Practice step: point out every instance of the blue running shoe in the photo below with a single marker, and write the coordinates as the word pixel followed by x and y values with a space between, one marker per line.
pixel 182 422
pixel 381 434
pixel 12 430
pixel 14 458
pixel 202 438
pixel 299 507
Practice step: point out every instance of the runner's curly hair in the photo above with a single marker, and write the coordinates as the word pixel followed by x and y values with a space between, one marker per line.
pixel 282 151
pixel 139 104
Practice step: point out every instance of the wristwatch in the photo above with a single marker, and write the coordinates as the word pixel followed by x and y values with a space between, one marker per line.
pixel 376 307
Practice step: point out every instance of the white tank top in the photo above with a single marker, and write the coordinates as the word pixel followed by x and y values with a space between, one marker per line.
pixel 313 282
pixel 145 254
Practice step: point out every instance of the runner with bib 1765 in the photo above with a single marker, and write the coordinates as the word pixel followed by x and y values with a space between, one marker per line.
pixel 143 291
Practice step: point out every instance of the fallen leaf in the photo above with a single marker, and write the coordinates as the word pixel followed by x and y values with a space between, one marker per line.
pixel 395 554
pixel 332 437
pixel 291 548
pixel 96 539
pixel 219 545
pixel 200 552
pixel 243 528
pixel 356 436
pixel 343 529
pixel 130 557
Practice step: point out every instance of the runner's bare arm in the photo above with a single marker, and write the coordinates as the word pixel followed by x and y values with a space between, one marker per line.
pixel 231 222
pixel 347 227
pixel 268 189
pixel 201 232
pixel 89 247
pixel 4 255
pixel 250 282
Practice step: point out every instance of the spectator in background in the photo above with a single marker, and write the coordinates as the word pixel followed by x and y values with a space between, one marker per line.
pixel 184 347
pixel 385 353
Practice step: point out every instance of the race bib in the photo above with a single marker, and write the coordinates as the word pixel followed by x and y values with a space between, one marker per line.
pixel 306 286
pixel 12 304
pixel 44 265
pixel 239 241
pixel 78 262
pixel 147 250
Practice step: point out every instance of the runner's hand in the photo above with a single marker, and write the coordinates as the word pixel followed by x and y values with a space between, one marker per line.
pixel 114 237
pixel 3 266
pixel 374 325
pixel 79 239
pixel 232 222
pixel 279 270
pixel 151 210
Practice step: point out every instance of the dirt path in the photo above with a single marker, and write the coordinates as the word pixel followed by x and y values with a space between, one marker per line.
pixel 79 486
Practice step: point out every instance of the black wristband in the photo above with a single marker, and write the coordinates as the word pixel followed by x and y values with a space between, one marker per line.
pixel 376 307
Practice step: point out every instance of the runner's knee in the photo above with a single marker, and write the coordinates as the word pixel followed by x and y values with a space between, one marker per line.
-- -- --
- _WHAT THE TASK REQUIRES_
Please give the full set of data again exactly.

- _RESPONSE AREA_
Practice step: point out every instance of the blue running shoe in the photo below with a single marker, and write the coordinates as the word pixel followed by x and y values with a space between, one marker per line.
pixel 182 422
pixel 381 434
pixel 12 430
pixel 14 458
pixel 202 438
pixel 299 507
Practice step: point out every instance of the runner's curly hair in the photo above with a single marker, and write the coordinates as the word pixel followed by x and y values with a space between, one marker per line.
pixel 282 151
pixel 139 104
Practice step: point out every instance of the wristwatch in the photo above with a single marker, and write the coordinates as the word pixel followed by x and y values with a space between, one marker per line.
pixel 376 307
Practice step: point out every instance of the white tank top in the photo above with a single marker, and write the coordinates as the word pixel followed by x and y values with a space between, one marker per line.
pixel 313 282
pixel 145 254
Practice step: point out every instance of the runner with bib 1765 in the photo above with a single marker, and write the coordinates as the word pixel followed by x and y values with a space between, one marker per line.
pixel 143 291
Practice step: point out every instance of the fallen leaf in the photo above with a single marker, and write the coordinates as the word pixel followed by x and y values with a space between, one marker per line.
pixel 395 554
pixel 332 437
pixel 291 548
pixel 96 539
pixel 219 545
pixel 200 552
pixel 243 528
pixel 356 436
pixel 343 529
pixel 130 557
Practice step: point out every instance of the runner's bare arm in the photo above with a single marker, and write the coordinates as the word pixel followed by x and y values with a space between, one marker per line.
pixel 231 222
pixel 347 227
pixel 268 189
pixel 201 232
pixel 89 247
pixel 4 255
pixel 250 282
Practice step: point out every instance of the spectator in background in the photo above with a single marker, and write the coordinates as the word pixel followed by x and y values with a space between, one marker per line.
pixel 184 347
pixel 385 353
Practice step: point out every instance of the race bib in the photo above with a single marker, and write the coordinates as the word pixel followed by x and y values with a space between, one marker per line.
pixel 306 286
pixel 12 304
pixel 44 265
pixel 239 241
pixel 78 262
pixel 147 250
Practice step: point out every instance of the runner's hand in the photo above with a single marker, and write the coordinates as the word pixel followed by x and y values with a space between, one marker per line.
pixel 114 237
pixel 3 266
pixel 374 325
pixel 79 239
pixel 232 222
pixel 279 270
pixel 151 210
Practice step: point out every instance of the dirt path in the photo above with a single marker, and write the coordinates as the word pixel followed by x and y values with a space between, one marker per line.
pixel 79 486
Practice step: point out every instance of the black wristband in the photo above with a single marker, and write the coordinates as the word pixel followed by x and y values with a space between, one marker per line.
pixel 376 307
Practice step: point out every instance of the runner's knee in the photo above with a single marker, and write the coordinates as the word pixel followed by x and y values with a space between, one marker per line.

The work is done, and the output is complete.